▸ **PROBLEM DETAILS**:
Copy the listing below word for word, from the line with "In this exercise you will locate the black belt" up to and including the line with "<point>157,378</point>".

>> START

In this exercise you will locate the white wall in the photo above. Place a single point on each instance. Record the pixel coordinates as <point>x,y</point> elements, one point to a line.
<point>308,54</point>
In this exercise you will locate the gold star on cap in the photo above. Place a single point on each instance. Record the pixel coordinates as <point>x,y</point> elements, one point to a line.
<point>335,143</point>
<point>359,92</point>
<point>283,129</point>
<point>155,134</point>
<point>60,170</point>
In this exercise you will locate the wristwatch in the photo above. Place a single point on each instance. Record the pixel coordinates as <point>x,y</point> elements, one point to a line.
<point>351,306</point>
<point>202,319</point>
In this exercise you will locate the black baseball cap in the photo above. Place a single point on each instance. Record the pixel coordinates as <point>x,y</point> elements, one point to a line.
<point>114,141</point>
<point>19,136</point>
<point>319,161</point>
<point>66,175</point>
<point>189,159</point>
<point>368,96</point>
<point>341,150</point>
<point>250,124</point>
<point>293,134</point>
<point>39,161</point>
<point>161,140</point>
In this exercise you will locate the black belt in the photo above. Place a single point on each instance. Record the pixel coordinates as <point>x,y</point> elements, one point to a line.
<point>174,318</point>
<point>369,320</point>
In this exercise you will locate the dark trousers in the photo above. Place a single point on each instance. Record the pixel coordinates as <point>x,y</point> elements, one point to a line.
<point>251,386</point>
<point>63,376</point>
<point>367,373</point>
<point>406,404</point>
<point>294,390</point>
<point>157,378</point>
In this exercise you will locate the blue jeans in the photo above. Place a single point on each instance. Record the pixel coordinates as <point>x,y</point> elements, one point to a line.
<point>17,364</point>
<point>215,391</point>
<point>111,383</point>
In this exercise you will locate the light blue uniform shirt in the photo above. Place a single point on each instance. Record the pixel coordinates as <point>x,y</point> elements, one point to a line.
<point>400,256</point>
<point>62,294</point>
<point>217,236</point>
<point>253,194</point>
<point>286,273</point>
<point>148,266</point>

>> END

▸ **EXPECTED ANSWER**:
In this exercise you will locate the black belt in the photo above. Place a single point on each instance. Record the pixel coordinates as <point>x,y</point> elements, one point to a line.
<point>174,318</point>
<point>369,320</point>
In this exercise you will locate the dark trousers in the photo above. Place a single point on each instance. Record the pixel coordinates as <point>x,y</point> elements, one point to a line.
<point>251,386</point>
<point>63,376</point>
<point>367,373</point>
<point>406,404</point>
<point>294,390</point>
<point>157,378</point>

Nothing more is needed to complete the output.